**What to work on:** Once you reach the line containing "Target: chrome rear bumper" in the data below, restate each line word for word up to and including the one containing "Practice. Spot the shadow".
* * * * * * * * *
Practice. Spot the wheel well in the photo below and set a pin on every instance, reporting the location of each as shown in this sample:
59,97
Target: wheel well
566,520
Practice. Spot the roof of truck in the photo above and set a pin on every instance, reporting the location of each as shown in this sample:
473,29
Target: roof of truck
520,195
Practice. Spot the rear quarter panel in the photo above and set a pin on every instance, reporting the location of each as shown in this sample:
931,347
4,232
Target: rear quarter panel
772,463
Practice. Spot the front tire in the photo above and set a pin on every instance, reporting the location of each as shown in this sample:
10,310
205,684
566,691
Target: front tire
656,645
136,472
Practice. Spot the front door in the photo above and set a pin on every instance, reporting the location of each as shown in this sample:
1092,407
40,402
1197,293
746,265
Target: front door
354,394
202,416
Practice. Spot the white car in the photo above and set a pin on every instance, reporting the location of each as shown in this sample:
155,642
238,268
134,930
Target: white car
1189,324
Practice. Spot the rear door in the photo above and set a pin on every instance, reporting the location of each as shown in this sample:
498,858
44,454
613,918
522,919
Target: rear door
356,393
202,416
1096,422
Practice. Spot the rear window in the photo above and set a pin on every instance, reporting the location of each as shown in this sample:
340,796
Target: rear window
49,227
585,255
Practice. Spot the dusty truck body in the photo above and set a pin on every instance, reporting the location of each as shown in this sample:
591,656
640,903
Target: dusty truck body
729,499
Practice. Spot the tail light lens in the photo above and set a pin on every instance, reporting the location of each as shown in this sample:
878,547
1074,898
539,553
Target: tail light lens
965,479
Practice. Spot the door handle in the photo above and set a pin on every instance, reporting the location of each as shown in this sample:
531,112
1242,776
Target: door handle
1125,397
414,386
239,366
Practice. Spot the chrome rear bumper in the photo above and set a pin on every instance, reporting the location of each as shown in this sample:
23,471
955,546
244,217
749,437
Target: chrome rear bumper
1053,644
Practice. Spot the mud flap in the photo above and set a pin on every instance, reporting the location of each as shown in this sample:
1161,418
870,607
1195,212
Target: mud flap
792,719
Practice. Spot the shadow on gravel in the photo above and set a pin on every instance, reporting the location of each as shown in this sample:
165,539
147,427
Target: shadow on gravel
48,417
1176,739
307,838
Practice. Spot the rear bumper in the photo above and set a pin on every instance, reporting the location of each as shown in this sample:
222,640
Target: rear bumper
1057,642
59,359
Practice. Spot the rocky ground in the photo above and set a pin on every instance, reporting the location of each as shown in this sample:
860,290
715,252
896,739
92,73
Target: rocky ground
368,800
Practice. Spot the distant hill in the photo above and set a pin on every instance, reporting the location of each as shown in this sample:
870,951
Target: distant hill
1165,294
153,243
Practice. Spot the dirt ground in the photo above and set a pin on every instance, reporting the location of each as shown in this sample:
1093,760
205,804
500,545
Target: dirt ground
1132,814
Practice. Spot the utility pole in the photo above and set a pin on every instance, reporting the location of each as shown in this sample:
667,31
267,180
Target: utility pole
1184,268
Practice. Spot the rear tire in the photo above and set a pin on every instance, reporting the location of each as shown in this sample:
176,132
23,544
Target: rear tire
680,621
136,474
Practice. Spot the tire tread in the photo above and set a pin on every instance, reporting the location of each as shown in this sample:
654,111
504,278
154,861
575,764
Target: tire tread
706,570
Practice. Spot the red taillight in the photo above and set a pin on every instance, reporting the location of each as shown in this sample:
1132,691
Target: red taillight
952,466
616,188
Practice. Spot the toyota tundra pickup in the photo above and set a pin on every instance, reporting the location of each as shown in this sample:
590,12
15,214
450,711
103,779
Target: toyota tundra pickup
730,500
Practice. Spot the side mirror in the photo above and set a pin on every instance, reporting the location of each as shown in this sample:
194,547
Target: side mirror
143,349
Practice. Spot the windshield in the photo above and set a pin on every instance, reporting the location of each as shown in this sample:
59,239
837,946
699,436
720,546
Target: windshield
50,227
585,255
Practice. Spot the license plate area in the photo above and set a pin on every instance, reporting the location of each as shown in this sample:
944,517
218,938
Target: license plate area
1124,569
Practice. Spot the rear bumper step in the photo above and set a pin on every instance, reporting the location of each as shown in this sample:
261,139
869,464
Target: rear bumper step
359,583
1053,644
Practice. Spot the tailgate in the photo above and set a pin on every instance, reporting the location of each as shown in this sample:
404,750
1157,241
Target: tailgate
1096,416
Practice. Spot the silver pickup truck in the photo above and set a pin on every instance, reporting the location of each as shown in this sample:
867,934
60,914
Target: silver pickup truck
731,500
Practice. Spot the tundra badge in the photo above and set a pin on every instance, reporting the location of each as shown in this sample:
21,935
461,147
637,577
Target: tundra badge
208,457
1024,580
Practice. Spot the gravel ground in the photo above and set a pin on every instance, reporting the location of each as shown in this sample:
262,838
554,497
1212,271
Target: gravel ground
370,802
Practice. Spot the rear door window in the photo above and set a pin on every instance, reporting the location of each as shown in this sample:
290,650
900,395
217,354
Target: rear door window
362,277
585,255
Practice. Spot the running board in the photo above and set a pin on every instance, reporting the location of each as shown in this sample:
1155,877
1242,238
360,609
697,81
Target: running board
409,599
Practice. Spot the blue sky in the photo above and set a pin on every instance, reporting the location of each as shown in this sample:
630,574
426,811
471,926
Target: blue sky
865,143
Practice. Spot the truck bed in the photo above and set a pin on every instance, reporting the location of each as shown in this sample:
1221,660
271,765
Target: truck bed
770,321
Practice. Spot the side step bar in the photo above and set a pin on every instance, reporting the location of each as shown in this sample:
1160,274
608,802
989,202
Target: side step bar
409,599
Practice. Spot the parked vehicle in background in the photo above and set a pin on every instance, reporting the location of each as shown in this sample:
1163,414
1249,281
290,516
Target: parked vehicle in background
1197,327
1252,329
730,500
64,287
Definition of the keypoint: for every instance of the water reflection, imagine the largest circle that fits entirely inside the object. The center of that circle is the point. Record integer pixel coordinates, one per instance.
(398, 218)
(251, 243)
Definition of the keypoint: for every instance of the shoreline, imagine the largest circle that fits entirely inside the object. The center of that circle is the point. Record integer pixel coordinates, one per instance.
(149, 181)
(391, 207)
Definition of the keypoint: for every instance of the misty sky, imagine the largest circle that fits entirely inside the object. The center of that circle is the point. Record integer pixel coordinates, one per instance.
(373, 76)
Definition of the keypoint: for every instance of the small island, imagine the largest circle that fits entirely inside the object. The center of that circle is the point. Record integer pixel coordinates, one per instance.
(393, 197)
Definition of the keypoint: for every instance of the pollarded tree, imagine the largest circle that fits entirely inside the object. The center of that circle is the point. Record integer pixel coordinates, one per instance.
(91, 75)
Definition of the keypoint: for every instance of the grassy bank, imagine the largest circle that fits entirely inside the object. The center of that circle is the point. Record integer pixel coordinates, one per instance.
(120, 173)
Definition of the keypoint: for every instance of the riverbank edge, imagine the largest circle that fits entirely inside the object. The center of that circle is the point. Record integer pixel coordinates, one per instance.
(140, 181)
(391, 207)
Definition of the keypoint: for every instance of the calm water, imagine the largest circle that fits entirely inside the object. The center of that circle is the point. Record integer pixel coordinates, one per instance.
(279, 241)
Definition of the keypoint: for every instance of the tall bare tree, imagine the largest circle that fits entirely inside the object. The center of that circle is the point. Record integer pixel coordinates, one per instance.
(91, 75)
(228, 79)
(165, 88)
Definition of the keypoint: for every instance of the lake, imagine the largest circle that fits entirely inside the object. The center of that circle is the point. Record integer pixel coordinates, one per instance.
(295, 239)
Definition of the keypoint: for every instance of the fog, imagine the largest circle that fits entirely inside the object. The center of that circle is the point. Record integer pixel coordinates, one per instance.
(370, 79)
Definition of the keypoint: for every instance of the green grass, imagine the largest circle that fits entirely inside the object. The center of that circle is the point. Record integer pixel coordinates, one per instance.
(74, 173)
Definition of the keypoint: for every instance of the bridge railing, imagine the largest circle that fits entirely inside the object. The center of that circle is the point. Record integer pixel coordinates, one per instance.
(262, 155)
* * * * * * * * *
**Solved problem:**
Target: chrome rear bumper
1053,644
Practice. Spot the mud flap in the photo above and set a pin on every instance, reporting the location of each as shown in this sample:
1161,418
870,607
1195,212
Target: mud flap
792,719
Practice. Spot the shadow on gravel in the photo above and set a pin on every instance, reporting the location of each as shown in this sample:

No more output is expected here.